How many lines of the material contain the string "canopy"? Reply with the number alone.

**EXCERPTED DATA:**

..........

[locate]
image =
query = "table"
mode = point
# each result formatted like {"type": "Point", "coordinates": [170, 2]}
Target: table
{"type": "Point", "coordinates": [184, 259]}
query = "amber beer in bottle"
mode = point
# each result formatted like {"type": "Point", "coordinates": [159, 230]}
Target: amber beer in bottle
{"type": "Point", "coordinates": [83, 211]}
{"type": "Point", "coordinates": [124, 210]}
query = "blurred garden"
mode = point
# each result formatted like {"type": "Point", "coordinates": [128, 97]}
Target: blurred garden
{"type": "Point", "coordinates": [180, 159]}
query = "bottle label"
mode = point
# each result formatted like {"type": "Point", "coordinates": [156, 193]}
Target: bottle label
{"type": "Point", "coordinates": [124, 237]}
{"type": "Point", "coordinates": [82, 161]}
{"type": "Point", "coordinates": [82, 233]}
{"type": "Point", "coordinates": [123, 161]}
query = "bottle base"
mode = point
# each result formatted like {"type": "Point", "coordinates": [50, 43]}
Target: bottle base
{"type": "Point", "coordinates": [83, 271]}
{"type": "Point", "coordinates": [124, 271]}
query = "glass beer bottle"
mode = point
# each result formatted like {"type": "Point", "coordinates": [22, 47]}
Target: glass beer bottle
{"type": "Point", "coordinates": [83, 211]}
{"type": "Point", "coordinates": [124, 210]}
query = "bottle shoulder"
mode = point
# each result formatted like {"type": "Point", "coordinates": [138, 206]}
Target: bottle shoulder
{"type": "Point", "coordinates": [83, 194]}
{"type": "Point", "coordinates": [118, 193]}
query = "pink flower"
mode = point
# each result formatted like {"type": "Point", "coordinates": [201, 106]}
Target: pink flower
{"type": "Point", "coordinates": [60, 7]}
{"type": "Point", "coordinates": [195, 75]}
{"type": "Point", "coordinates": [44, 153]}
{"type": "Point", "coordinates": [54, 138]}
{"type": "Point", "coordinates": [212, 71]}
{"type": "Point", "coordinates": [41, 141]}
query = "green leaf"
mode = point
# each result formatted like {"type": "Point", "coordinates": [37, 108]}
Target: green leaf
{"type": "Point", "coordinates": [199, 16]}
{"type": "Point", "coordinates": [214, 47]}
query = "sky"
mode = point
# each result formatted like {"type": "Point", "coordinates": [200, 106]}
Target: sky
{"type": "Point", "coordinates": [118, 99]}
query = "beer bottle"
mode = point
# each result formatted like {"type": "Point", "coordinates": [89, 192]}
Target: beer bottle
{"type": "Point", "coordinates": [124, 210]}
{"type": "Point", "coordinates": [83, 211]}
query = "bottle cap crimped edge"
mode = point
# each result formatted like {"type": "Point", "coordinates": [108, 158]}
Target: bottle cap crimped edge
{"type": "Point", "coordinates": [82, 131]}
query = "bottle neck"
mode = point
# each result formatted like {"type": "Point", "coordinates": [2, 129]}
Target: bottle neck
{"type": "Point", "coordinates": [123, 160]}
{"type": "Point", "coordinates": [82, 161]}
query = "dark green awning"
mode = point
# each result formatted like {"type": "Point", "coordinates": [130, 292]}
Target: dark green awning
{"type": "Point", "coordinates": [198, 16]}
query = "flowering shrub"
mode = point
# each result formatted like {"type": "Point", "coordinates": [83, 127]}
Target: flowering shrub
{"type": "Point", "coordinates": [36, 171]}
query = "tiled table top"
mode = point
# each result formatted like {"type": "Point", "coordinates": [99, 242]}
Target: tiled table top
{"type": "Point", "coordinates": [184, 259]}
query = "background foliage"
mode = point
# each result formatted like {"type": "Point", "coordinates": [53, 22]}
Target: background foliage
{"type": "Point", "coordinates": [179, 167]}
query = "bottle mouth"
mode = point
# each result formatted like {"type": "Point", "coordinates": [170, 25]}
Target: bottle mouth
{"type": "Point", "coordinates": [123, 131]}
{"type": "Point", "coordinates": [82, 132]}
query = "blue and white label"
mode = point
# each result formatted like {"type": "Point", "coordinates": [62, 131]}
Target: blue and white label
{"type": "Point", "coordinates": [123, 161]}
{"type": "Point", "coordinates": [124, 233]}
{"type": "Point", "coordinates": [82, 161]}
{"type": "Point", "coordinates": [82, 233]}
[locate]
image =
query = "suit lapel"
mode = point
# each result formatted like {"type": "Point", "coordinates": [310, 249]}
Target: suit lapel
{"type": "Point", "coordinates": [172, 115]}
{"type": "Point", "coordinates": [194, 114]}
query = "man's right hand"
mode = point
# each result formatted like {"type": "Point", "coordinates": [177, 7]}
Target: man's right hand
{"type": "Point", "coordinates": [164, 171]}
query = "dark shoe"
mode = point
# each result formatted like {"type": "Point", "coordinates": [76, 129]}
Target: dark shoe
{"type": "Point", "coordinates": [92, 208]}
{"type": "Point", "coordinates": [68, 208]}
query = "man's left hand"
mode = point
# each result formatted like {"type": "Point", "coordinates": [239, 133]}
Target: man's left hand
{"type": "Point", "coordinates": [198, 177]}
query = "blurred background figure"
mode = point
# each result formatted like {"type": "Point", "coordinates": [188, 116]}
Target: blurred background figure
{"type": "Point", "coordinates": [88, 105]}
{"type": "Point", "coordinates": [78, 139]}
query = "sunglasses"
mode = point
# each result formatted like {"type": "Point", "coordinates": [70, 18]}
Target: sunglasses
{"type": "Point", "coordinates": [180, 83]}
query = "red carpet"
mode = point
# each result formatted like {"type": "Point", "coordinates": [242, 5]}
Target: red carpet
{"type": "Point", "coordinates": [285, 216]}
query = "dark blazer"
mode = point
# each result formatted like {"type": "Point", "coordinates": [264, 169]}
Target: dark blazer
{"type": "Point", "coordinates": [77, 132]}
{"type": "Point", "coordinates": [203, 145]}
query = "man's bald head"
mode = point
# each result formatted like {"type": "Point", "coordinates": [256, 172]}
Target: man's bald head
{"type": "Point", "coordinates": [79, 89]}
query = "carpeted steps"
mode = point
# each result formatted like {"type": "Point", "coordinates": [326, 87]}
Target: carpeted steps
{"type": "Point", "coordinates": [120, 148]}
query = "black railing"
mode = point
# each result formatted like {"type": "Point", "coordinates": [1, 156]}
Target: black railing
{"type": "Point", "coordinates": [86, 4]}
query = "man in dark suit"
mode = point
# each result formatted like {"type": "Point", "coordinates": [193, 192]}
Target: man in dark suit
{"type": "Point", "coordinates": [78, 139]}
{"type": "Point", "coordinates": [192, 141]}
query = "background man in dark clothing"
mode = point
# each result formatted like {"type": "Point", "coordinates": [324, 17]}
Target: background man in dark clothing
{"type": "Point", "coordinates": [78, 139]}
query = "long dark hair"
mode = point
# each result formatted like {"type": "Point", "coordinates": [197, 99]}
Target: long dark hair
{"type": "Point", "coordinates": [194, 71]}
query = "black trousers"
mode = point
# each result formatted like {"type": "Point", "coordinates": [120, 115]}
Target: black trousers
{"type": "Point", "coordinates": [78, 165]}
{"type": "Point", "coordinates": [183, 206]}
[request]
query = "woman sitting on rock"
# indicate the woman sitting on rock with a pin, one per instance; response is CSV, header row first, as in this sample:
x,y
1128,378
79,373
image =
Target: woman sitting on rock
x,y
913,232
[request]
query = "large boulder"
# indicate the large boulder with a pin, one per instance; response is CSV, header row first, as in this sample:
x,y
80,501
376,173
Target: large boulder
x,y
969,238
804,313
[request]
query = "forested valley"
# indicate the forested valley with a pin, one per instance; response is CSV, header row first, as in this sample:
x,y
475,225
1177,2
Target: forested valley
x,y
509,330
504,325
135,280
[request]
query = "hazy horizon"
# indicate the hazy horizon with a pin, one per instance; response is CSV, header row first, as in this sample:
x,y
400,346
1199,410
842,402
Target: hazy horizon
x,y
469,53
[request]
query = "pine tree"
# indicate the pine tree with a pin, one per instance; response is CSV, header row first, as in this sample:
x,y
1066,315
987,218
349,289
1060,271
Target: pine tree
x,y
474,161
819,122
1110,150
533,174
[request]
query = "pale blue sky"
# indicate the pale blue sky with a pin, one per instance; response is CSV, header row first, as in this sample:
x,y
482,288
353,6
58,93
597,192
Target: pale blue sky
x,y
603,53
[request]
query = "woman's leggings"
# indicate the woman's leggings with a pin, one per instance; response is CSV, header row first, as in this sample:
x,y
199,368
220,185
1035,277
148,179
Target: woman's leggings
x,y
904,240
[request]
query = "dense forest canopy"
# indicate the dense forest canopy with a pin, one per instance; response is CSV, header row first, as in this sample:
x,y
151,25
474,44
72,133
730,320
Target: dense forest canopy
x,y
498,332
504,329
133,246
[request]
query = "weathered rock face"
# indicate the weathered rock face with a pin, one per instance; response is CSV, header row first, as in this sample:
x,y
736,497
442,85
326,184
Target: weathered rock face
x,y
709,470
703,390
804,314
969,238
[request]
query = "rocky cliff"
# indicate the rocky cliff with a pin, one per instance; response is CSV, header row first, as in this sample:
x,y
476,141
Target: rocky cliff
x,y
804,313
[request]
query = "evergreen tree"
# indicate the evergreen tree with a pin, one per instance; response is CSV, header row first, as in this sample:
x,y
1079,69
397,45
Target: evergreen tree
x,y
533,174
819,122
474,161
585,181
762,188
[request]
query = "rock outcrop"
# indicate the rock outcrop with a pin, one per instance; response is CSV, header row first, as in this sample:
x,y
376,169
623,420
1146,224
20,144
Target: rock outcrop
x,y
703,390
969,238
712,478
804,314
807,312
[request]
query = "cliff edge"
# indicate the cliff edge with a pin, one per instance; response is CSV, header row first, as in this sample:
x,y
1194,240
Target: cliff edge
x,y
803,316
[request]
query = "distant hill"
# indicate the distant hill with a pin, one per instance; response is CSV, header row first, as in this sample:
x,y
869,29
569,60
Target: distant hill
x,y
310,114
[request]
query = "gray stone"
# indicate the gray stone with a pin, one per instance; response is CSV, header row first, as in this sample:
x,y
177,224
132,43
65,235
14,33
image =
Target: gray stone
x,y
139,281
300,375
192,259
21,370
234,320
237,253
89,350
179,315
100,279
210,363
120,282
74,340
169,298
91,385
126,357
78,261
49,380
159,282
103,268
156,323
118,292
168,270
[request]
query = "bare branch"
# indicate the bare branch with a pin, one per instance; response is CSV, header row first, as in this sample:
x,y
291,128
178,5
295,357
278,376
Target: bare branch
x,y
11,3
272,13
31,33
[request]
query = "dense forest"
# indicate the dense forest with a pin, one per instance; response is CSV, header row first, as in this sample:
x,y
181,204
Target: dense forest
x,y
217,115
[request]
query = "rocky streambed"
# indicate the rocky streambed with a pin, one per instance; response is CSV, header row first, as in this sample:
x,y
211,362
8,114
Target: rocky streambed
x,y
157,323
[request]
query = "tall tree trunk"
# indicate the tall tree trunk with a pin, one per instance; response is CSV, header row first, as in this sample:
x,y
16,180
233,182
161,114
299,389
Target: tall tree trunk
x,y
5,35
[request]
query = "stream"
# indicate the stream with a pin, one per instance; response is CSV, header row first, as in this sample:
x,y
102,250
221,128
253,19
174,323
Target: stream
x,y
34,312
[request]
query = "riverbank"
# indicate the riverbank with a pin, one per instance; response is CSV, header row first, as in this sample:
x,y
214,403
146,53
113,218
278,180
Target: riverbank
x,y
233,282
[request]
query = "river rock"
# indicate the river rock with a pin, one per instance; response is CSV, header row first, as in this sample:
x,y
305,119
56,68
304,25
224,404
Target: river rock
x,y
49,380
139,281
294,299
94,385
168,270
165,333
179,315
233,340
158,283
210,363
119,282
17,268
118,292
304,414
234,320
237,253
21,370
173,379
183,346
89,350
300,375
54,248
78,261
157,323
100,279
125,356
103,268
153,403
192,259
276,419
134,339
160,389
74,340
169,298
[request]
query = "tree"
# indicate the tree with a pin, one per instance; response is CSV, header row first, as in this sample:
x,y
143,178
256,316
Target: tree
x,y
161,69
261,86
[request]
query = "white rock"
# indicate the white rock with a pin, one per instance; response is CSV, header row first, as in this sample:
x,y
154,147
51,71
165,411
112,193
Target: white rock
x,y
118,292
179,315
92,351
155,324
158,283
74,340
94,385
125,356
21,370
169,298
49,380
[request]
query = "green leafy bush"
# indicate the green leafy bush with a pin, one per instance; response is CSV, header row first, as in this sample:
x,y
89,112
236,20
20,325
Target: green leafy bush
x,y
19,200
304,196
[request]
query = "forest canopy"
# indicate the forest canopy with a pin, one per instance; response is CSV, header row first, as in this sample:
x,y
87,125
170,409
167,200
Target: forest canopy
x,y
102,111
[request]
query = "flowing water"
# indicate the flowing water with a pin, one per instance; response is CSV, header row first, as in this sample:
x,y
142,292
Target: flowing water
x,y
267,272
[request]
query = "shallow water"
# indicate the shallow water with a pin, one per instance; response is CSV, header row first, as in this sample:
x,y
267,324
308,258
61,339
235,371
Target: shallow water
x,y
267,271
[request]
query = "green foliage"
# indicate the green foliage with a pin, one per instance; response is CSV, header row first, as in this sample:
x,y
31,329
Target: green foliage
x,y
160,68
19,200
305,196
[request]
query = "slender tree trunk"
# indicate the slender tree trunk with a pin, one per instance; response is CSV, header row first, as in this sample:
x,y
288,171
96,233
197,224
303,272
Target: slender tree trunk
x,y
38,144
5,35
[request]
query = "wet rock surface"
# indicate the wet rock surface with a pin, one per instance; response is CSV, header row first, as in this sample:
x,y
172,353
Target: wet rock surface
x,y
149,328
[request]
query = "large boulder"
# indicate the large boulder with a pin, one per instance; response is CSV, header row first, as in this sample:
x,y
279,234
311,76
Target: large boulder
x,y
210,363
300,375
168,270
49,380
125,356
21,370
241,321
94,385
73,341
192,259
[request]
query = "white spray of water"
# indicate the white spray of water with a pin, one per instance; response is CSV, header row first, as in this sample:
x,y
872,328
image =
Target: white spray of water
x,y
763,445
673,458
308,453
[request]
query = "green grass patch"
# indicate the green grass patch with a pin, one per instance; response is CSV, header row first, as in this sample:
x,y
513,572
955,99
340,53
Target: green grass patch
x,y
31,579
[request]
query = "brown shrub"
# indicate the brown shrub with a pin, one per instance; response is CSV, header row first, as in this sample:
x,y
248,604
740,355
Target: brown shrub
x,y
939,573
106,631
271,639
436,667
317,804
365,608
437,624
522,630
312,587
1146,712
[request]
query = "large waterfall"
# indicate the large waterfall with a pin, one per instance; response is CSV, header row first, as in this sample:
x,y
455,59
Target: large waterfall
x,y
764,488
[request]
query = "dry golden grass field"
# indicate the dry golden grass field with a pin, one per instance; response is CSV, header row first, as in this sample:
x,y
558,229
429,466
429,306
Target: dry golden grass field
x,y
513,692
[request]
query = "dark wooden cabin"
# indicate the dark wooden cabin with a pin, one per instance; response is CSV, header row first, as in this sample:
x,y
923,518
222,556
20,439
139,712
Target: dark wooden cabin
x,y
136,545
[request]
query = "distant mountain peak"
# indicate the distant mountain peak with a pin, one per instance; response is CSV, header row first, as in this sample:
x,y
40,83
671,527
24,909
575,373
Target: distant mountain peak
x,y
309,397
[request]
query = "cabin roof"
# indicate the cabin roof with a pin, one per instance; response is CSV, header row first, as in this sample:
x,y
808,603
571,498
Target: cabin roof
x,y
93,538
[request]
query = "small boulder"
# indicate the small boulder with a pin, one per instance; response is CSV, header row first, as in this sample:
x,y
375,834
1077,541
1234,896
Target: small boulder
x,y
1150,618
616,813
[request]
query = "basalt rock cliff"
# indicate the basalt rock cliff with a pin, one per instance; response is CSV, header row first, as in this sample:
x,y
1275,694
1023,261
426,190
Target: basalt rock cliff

..........

**EXERCISE OUTPUT:**
6